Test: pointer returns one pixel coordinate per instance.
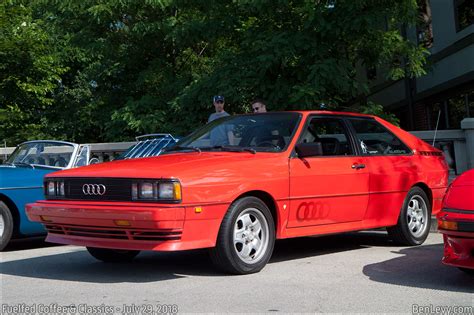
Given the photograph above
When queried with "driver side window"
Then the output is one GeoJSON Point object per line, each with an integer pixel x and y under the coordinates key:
{"type": "Point", "coordinates": [331, 133]}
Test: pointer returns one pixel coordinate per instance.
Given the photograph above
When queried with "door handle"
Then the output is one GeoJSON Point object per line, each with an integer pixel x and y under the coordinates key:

◆ ◆ ◆ ◆

→ **The task**
Rewrite the lines above, replacing each occurrence of "photograph" with "image" and leaving all other text unchanged. Omit the pictures from your answer.

→ **Result of this task**
Test: pointer returns one pixel coordinate per instance.
Given the image above
When queried with "driver side window"
Then the output is one GeoJSON Point object per line, each with an integer pixel x and y under the coordinates key:
{"type": "Point", "coordinates": [331, 133]}
Test: pointer returns one pixel coordinate per instance.
Given the image above
When queried with "door handle"
Then the output is one GeoJSON Point object per line, each with an integer pixel x and y under the coordinates key:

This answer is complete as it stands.